BRANO >>
Le aziende energetiche europee generalmente sono quotate con uno sconto del 40% rispetto alle loro omologhe statunitensi. Se TotalEnergies fosse valutata in linea con il grande produttore medio di greggio statunitense, la sua capitalizzazione di mercato aumenterebbe di 108 miliardi di dollari, in base ai multipli degli utili calcolati da Bloomberg.
LE SCELTE DELLE AZIENDE EUROPEE
Di fronte alle divergenti regole ESG tra Stati Uniti ed Europa, alcune aziende hanno soppesato le loro opzioni: il trader di materie prime Glencore – che di recente ha dichiarato di abbandonare i piani di uscita dal carbone – è stato pubblicizzato come un potenziale candidato ad abbandonare la quotazione a Londra per New York. L’utility tedesca RWE è tra le aziende che indirizzano più investimenti oltre Atlantico rispetto al suo mercato interno, mentre la società norvegese di batterie FREYR Battery ha trasferito la sua sede centrale negli Stati Uniti.
Il numero di aziende europee nella Fortune Global 500 si è ridotto. La quota dell’Europa nella produzione mondiale di alluminio è scesa dal 30% del 2000 al 5% del 2022. L’Ue è passata dall’essere un esportatore di prodotti chimici ad un importatore netto. “Mentre le EII (industrie ad alta intensità energetica) in altre regioni non hanno gli stessi obiettivi di decarbonizzazione, né richiedono investimenti simili, beneficiano di un sostegno statale più generoso”, ha affermato l’ex presidente della Banca Centrale Europea, Mario Draghi, nel suo dossier sulla competitività dell’Unione europea, pubblicato ieri.
CRISI CLIMATICA E CRISI DELLA BIODIVERSITÀ
I funzionari europei riconoscono i problemi con il ritmo rapido e la complessità delle normative introdotte dal 2019; tuttavia, aggiungono che le misure sono necessarie per evitare una doppia crisi climatica e della biodiversità. “Ovviamente ci sono dei problemi a breve termine, perché richiede un certo sforzo, ma i benefici stanno iniziando ad emergere. Stiamo lavorando duramente per semplificare e far funzionare le cose sul campo”, ha dichiarato Helena Vines Fiestas, presidente della Piattaforma Ue sulla finanza sostenibile e copresidente della task-force delle Nazioni Unite sul net zero.
Gli Stati Uniti hanno moltissime norme sulla protezione ambientale, ma il loro quadro generale è eclissato dall’ampiezza e dalla profondità di quello dell’Unione europea, in particolare per quanto riguarda la divulgazione.

OBIETTIVO 1 >> Puoi riprodurre fedelmente la parte del brano sulle regole ESG che si apre con le parole contenenti "CRISI CLIMATICA E CRISI" e si chiude con "riguarda la divulgazione."?
OBIETTIVO 2 >> Come prosegue il brano sulle regole ESG? Continualo a partire dall'ultima frase riportata.
L'elenco non ha alcun legame con il brano sulle regole ESG.

SEZIONE DATI >>
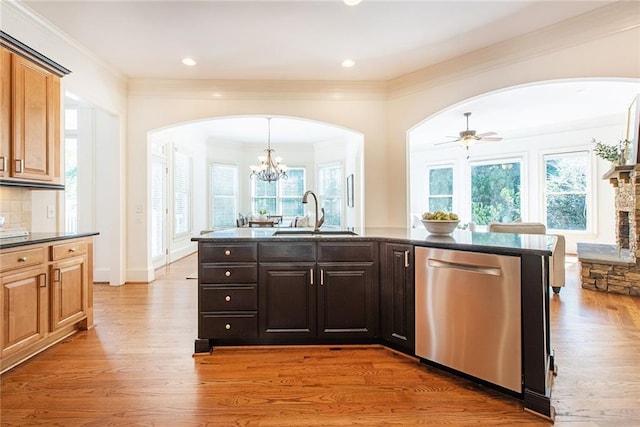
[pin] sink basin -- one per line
(312, 233)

RISULTATO ATTESO 1 >>
CRISI CLIMATICA E CRISI DELLA BIODIVERSITÀ
I funzionari europei riconoscono i problemi con il ritmo rapido e la complessità delle normative introdotte dal 2019; tuttavia, aggiungono che le misure sono necessarie per evitare una doppia crisi climatica e della biodiversità. “Ovviamente ci sono dei problemi a breve termine, perché richiede un certo sforzo, ma i benefici stanno iniziando ad emergere. Stiamo lavorando duramente per semplificare e far funzionare le cose sul campo”, ha dichiarato Helena Vines Fiestas, presidente della Piattaforma Ue sulla finanza sostenibile e copresidente della task-force delle Nazioni Unite sul net zero.
Gli Stati Uniti hanno moltissime norme sulla protezione ambientale, ma il loro quadro generale è eclissato dall’ampiezza e dalla profondità di quello dell’Unione europea, in particolare per quanto riguarda la divulgazione.

RISULTATO ATTESO 2 >>
IL MOVIMENTO ANTI-ESG
Inoltre, il movimento anti-ESG è prosperato negli Stati Uniti e, se l’ex presidente Donald Trump tornerà alla Casa Bianca, il suo mantra “drill, baby, drill” sembra destinato ad abbassare l’onere normativo per i produttori. Persino la democratica Kamala Harris ha fatto marcia indietro rispetto alla sua precedente richiesta di vietare il fracking, la tecnica che oggi viene utilizzata per produrre la maggior parte del petrolio e del gas degli Stati Uniti.
Mentre Bruxelles espande le normative (nel corso dell’ultimo mandato quinquennale del Parlamento europeo sono stati adottati circa 8.000 atti, molti dei quali relativi all’ambiente), gli Stati Uniti stanno offrendo incentivi. L’Inflation Reduction Act del 2022 è il pacchetto di crediti d’imposta e rimborsi destinati a promuovere gli investimenti in tutto, dai veicoli elettrici ai pannelli solari, e Goldman Sachs ha stimato che potrebbe produrre fino a 3,3 trilioni di dollari di spesa.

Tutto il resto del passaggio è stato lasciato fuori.